***** Dataset extract

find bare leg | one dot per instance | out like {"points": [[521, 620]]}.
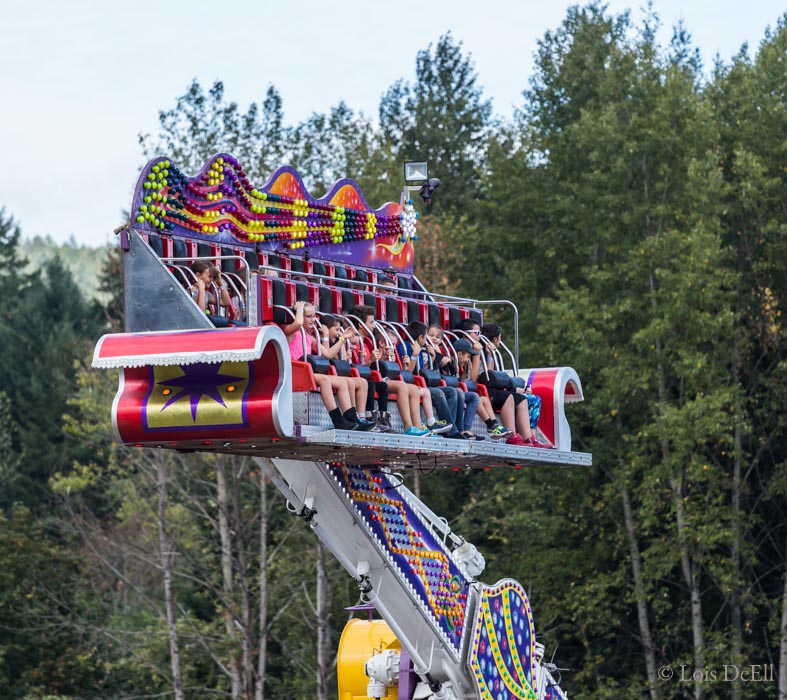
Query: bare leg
{"points": [[485, 411], [426, 400], [326, 390], [507, 414], [402, 402], [342, 392], [361, 391], [523, 420]]}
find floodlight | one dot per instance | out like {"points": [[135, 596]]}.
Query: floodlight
{"points": [[416, 171], [427, 190]]}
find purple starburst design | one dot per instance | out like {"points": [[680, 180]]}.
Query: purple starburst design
{"points": [[199, 379]]}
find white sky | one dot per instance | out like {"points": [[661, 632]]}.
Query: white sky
{"points": [[80, 79]]}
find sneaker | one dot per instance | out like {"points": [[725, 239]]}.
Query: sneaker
{"points": [[383, 420], [344, 425], [500, 432], [515, 439], [364, 425], [439, 427]]}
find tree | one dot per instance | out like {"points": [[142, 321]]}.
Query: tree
{"points": [[201, 125], [441, 118]]}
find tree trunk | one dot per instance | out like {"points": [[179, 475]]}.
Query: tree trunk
{"points": [[692, 578], [690, 570], [247, 672], [228, 586], [322, 625], [260, 694], [735, 594], [166, 566], [639, 592]]}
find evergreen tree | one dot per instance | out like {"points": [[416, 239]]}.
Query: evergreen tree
{"points": [[201, 125]]}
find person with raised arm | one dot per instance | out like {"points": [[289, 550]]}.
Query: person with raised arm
{"points": [[301, 340]]}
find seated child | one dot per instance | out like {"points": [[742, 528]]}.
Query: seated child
{"points": [[527, 404], [337, 343], [417, 395], [366, 351], [513, 415], [466, 355]]}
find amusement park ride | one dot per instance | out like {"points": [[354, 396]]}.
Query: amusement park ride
{"points": [[187, 385]]}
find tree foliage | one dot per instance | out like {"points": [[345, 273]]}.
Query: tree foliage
{"points": [[634, 209]]}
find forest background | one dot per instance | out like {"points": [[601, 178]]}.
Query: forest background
{"points": [[634, 208]]}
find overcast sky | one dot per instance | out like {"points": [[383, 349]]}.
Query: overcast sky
{"points": [[81, 79]]}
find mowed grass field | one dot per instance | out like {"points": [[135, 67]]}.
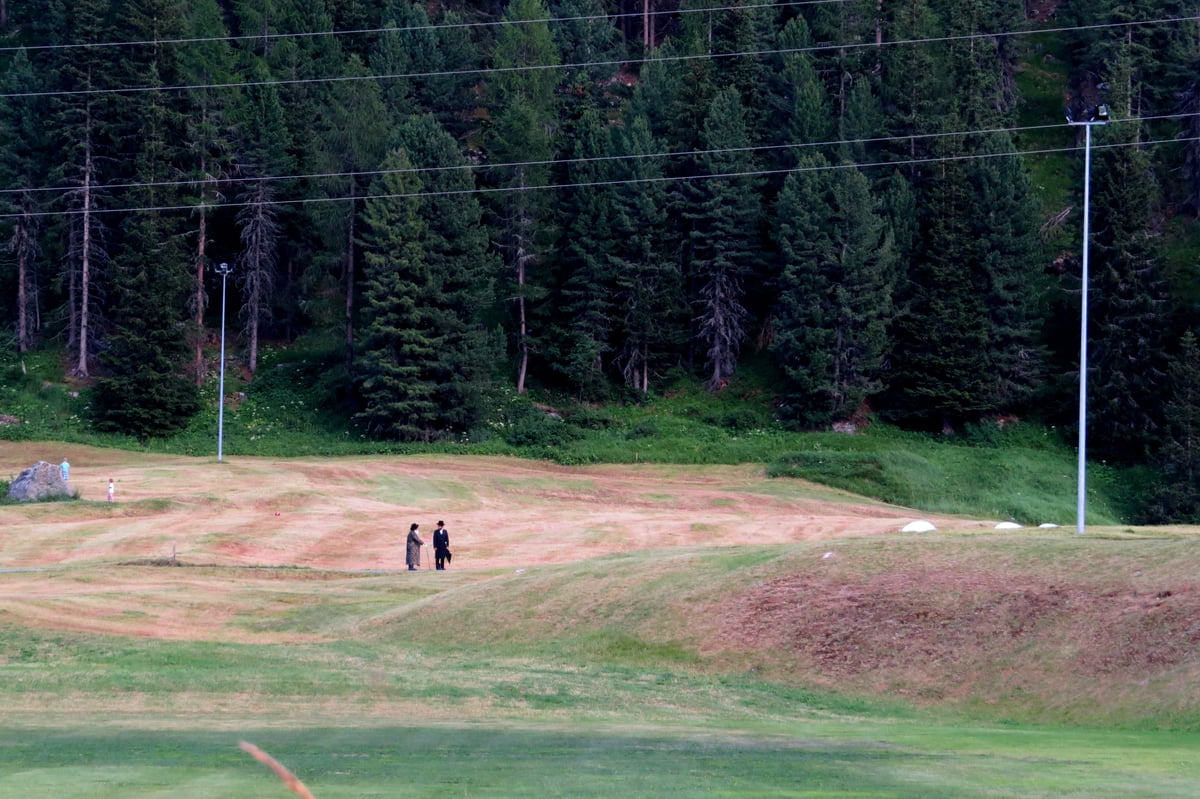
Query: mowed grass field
{"points": [[603, 631]]}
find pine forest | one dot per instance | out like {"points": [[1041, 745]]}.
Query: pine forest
{"points": [[881, 198]]}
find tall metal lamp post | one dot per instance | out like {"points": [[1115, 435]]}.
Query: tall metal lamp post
{"points": [[1087, 119], [223, 270]]}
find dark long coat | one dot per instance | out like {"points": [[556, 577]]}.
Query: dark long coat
{"points": [[413, 554]]}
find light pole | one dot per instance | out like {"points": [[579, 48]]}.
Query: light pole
{"points": [[223, 270], [1090, 118]]}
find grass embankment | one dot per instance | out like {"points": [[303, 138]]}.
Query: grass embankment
{"points": [[693, 673]]}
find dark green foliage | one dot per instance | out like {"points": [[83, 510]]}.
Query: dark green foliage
{"points": [[940, 376], [1126, 359], [1179, 460], [628, 203], [396, 377], [724, 247], [837, 301]]}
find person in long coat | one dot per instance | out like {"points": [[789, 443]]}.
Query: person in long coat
{"points": [[413, 552]]}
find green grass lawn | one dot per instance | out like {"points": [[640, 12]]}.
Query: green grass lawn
{"points": [[568, 680], [867, 756]]}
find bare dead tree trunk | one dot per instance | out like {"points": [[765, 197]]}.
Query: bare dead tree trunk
{"points": [[647, 28], [349, 277], [522, 332], [23, 245], [85, 262], [198, 296], [259, 234]]}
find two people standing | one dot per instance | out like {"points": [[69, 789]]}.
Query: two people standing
{"points": [[441, 546]]}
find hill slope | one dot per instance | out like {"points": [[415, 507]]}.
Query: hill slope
{"points": [[707, 569]]}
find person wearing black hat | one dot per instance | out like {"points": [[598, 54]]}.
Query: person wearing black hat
{"points": [[441, 546]]}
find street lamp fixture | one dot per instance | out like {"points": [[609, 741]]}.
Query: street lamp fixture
{"points": [[1087, 119], [223, 271]]}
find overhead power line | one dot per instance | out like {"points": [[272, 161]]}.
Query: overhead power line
{"points": [[198, 182], [580, 65], [633, 181], [433, 26]]}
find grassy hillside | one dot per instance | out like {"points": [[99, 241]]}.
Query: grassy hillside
{"points": [[1021, 470], [642, 630]]}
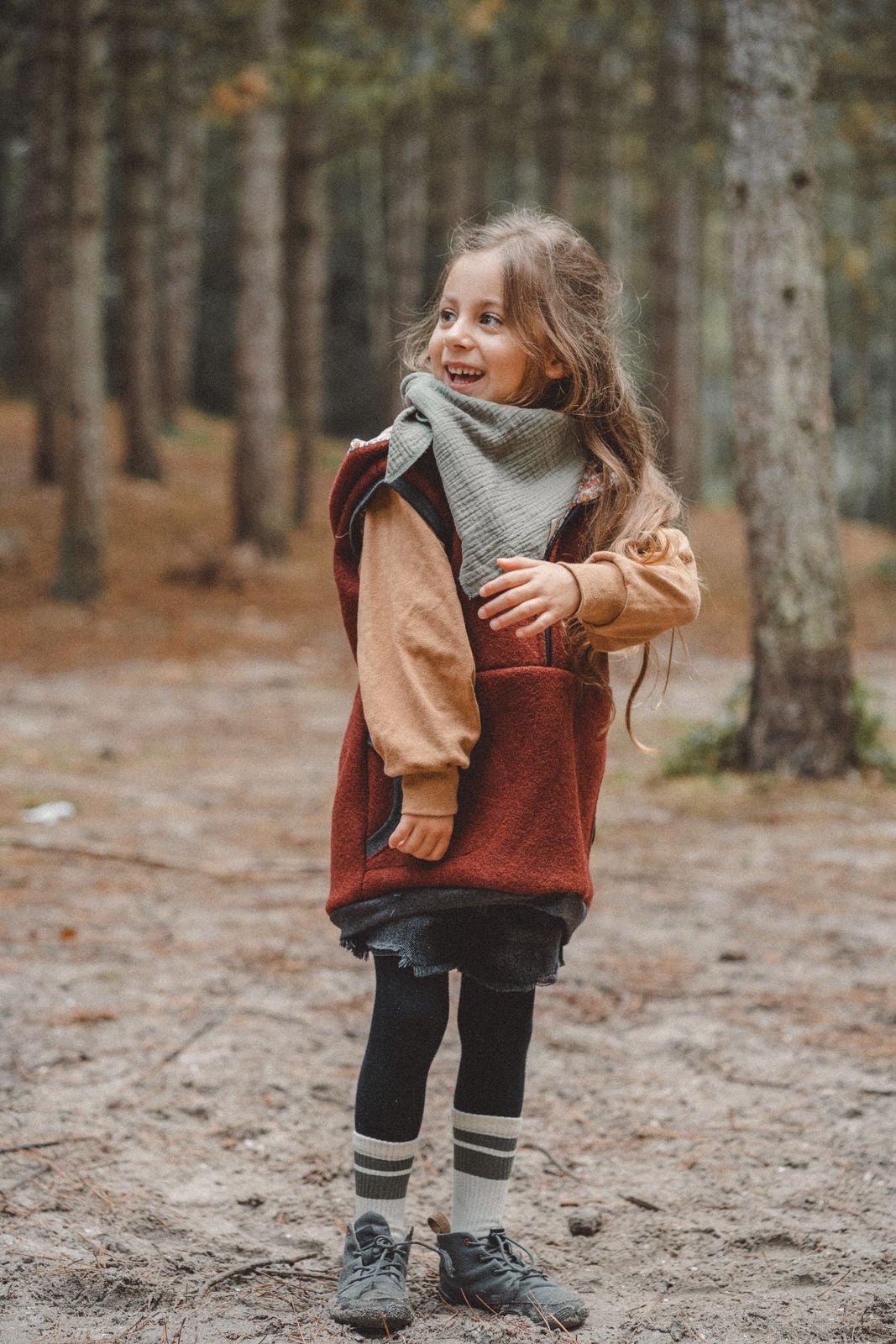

**********

:: Your task ::
A verbatim copy of the data, free of pictures, is the expected answer.

:: Task response ::
find bare leg | one dot per instance | out like {"points": [[521, 620]]}.
Query: bare leg
{"points": [[485, 411], [426, 400], [326, 390], [507, 414], [402, 402], [342, 392], [361, 391], [523, 420]]}
find floodlight | one dot per instance | out like {"points": [[135, 596]]}.
Query: floodlight
{"points": [[416, 171], [427, 190]]}
find purple starburst design | one dot per instance | out like {"points": [[680, 180]]}.
Query: purple starburst design
{"points": [[199, 379]]}
find white sky | one dot per instance | out like {"points": [[661, 632]]}.
Query: white sky
{"points": [[80, 79]]}
find sneaker | one dot per instance | out like {"points": [[725, 239]]}.
Query: sneaker
{"points": [[383, 420], [344, 425], [500, 432], [515, 439], [364, 425], [439, 427]]}
find tree | one dot per instance | out like {"points": [[142, 321]]}.
Query: tree
{"points": [[201, 125], [441, 118]]}
find tree trunk | one dot per instance | out like {"points": [[179, 475]]}.
Query: tree trunk
{"points": [[692, 578], [690, 570], [247, 672], [228, 586], [322, 625], [260, 694], [735, 594], [166, 566], [639, 592]]}
find evergreen tree | one dot per instance | out like {"points": [[416, 239]]}.
Query: evergreen tree
{"points": [[201, 125]]}
find person with raised arm | one dot per instance | out like {"points": [[289, 550]]}.
Query: person with raised arm
{"points": [[301, 340]]}
find seated child | one dot per instance | out like {"points": [[742, 528]]}.
Query: seated child
{"points": [[527, 404], [337, 343], [417, 395], [366, 351], [513, 415], [466, 355]]}
find amusement park ride | one dot per instance | out like {"points": [[354, 396]]}.
Query: amusement park ride
{"points": [[187, 385]]}
find tree foliage | one dot per instance | out like {"points": [[345, 273]]}.
Query: tree foliage
{"points": [[634, 209]]}
find forest background | one dot per instance | out like {"points": [[601, 178]]}.
Query: forest background
{"points": [[634, 208]]}
find overcast sky | one dot per instance | out like {"points": [[383, 349]]}.
Query: overcast sky
{"points": [[81, 79]]}
find mowed grass field | one dot per instance | out like {"points": [[135, 67]]}.
Query: mowed grass field
{"points": [[603, 631]]}
find pine forest | one dot per instance | out like {"points": [[1041, 745]]}.
Query: pine forest
{"points": [[881, 198]]}
find tall metal lamp post | one dot per instance | out like {"points": [[1115, 435]]}.
Query: tall metal lamp post
{"points": [[1087, 119], [223, 270]]}
find dark long coat | one dot per instance | out like {"points": [[556, 577]]}.
Query: dark long coat
{"points": [[413, 554]]}
find light pole | one dot per instance | out like {"points": [[579, 48]]}.
Query: light pole
{"points": [[223, 270], [1090, 118]]}
find grass embankment | one dot per instance | out like {"points": [[303, 138]]}.
Query: grass embankment
{"points": [[693, 673]]}
find dark green foliage | one dot per instance | out like {"points": [[83, 510]]}.
Query: dark green foliage
{"points": [[940, 376], [1126, 359], [1179, 460], [628, 203], [396, 377], [724, 247], [837, 301]]}
find person in long coat | one dot per instance | out like {"points": [[789, 443]]}.
Query: person in long coat
{"points": [[413, 552]]}
find green grass lawn | one dot per instance | out like {"points": [[640, 12]]}.
Query: green grass lawn
{"points": [[568, 680], [867, 756]]}
find bare dead tree trunk | one dot per instance | out like {"points": [[765, 197]]}.
Query: bare dead tree trunk
{"points": [[647, 28], [349, 277], [522, 332], [23, 245], [85, 262], [198, 296], [259, 234]]}
find two people standing | one dot per instance | out like {"points": [[69, 789]]}.
Query: two people standing
{"points": [[441, 546]]}
find hill slope | one dot per instance | out like {"points": [[415, 507]]}.
Query: hill slope
{"points": [[707, 569]]}
find person wearing black hat | one dot per instance | out like {"points": [[598, 54]]}.
Query: person wearing black hat
{"points": [[441, 546]]}
find street lamp fixture | one dot per instance | out like {"points": [[609, 741]]}.
Query: street lamp fixture
{"points": [[1087, 119], [223, 271]]}
find overhead power line | one dot per instance | out like {"points": [[272, 161]]}.
Query: overhead power line
{"points": [[198, 182], [580, 65], [633, 181], [433, 26]]}
find grassy hillside | one dot per instance | out like {"points": [[99, 241]]}.
Query: grassy hillside
{"points": [[1021, 470], [642, 630]]}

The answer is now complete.